* INSTRUCTIONS FOR THE TASK:
Exactly as given, write out the lines from the one containing "Where can you spot the hazy" through the end of the listing, with both ends included and nothing else.

⟨

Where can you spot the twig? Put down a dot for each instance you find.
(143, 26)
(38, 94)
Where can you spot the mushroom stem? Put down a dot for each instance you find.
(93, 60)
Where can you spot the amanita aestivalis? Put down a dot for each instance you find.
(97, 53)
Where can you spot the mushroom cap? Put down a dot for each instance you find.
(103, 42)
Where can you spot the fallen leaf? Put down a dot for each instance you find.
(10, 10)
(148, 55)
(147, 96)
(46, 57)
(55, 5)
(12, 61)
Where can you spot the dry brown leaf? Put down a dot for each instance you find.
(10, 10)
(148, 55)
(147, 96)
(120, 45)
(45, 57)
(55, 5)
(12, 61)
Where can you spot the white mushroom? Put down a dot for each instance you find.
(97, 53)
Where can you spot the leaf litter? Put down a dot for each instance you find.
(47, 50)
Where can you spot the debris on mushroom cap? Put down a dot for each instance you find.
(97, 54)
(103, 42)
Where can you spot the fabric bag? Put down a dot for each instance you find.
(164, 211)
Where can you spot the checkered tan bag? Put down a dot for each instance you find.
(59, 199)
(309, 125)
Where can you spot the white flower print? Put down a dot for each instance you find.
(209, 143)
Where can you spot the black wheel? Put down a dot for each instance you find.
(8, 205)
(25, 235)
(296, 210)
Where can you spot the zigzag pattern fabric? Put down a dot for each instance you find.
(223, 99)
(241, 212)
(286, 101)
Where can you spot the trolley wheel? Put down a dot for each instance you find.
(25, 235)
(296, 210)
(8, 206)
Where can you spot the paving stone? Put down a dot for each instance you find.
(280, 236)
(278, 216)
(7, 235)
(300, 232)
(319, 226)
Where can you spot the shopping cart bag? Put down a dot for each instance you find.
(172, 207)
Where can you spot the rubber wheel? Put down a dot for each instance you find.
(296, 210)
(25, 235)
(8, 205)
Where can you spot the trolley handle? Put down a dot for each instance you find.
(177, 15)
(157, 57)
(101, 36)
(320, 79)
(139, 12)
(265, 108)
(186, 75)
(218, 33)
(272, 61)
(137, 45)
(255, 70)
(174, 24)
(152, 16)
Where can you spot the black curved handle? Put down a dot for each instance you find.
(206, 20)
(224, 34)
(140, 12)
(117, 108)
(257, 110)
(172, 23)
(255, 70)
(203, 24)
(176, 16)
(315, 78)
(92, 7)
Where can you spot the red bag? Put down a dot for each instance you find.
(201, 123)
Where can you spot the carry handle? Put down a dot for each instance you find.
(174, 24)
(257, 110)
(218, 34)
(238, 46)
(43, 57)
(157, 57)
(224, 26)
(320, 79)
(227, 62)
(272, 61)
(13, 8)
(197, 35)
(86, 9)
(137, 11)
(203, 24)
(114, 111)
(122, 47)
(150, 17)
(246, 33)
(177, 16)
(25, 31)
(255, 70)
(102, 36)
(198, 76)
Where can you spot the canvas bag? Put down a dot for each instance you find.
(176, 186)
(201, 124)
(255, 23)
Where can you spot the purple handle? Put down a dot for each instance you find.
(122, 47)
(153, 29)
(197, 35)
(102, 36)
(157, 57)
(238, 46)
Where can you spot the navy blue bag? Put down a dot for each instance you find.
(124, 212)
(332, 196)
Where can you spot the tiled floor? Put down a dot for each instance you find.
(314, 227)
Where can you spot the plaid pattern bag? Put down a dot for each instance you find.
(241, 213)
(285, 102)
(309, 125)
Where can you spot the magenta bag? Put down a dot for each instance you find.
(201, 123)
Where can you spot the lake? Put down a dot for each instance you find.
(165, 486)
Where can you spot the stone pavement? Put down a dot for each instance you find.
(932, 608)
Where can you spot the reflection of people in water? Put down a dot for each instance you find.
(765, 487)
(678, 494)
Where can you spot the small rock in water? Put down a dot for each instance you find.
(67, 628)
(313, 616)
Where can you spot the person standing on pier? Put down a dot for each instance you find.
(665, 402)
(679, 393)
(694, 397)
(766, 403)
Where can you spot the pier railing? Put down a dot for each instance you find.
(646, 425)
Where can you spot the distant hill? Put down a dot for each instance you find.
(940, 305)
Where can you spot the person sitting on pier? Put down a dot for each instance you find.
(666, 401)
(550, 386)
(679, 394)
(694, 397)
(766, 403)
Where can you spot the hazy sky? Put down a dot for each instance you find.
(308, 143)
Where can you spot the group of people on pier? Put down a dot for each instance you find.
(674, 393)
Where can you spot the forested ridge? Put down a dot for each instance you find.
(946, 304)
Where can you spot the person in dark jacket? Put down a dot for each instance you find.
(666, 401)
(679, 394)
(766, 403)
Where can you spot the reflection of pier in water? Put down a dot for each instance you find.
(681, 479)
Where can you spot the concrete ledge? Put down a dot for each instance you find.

⟩

* SOLUTION FOR THIS EXERCISE:
Where can you spot the hazy sky? Put down a dot for each instance you find.
(308, 143)
Where can you spot the group of people on pier? Put down a dot for each instance you find.
(674, 393)
Where can you spot the forested ridge? Put down a dot for each instance you find.
(946, 304)
Where can you spot the person in dark jacket? Put down a dot for each instance you find.
(666, 401)
(679, 394)
(766, 403)
Where can you spot the reflection of pier in water? Put down a dot for each instance you find.
(681, 479)
Where can you spot the concrete ledge? Put down a dot for each instance you find.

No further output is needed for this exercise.